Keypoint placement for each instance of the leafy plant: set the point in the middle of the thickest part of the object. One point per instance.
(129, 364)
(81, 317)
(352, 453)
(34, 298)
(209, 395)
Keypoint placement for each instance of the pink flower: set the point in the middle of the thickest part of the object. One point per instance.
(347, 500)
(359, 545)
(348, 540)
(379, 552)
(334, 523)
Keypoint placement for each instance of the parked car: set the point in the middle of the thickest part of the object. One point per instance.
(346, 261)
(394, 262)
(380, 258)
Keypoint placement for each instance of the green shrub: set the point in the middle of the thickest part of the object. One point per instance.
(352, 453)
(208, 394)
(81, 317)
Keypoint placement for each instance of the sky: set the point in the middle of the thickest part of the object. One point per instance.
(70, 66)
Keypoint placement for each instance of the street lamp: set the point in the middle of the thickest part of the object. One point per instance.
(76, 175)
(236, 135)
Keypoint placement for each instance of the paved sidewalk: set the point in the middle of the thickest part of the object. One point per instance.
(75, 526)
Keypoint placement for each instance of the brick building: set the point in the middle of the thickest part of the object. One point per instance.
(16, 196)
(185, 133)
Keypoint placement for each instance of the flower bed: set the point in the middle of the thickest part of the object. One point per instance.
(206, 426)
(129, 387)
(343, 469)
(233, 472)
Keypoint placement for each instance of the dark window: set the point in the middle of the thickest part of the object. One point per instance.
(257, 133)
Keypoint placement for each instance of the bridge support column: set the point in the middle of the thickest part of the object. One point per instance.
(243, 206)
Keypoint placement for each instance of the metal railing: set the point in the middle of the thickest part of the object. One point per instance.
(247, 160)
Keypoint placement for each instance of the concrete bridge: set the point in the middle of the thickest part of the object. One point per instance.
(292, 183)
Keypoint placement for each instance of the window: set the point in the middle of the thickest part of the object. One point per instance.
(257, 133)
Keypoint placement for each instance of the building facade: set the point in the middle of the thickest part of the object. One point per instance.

_Problem description_
Reproduce the records word for word.

_Solution_
Keypoint placement for each instance of the leafy plant: set the point in the middle of the thickest part of the object. One point per instance.
(129, 364)
(81, 317)
(352, 453)
(34, 298)
(209, 395)
Keypoint placement for each instance of the pink flower: set the point in the middle of the thickest part of the object. One point per instance.
(347, 500)
(359, 545)
(348, 540)
(379, 552)
(334, 523)
Keypoint placement for each instance of the parked car: set the point in the middle of the thickest part of the object. One point per instance.
(346, 261)
(394, 262)
(380, 258)
Keypoint placement for each instance of the green shrub: set the point in the middle of the thickest part of the object. One point per instance.
(352, 453)
(208, 394)
(81, 317)
Keypoint placement for each instance of the sky: set the point in the middle of the thickest part of the object. One point per instance.
(70, 66)
Keypoint placement for each instance of the street lamp: set the point in the middle of the thickest part of the object. One point per instance.
(76, 175)
(236, 135)
Keypoint placement for each instance of the paved sidewalk: set the point in the middle of the thickest part of the object. One point per instance.
(75, 526)
Keypoint placement for each instance of the brick building: set the point in the middle of the thickest part of the object. One point per instance.
(16, 196)
(185, 133)
Keypoint placement for each instance of the flower bed: set the point in the middle of the thickest part of the object. One point per instance.
(206, 426)
(129, 387)
(343, 469)
(233, 472)
Keypoint placement for each instance of the dark window: set the point in the middle of the thickest part of the object. One point per instance.
(257, 133)
Keypoint placement for each instance of the bridge support column: set the point in the middle of the thickest part of the object. One point per instance.
(243, 206)
Keypoint placement for each instance of the metal railing: set the point in the middle of the thickest part of the object. One point per instance.
(247, 160)
Keypoint placement for each instance of the concrete bridge: set the point in the middle of the thickest part of the object. One point per instance.
(292, 183)
Keypoint placement for each instance of the window: set the point in the middle of the thickest part of the object. One point per instance.
(257, 133)
Keypoint placement for each instance of the building facade: set the point in the middle of the thickest part of the object. One point per instance.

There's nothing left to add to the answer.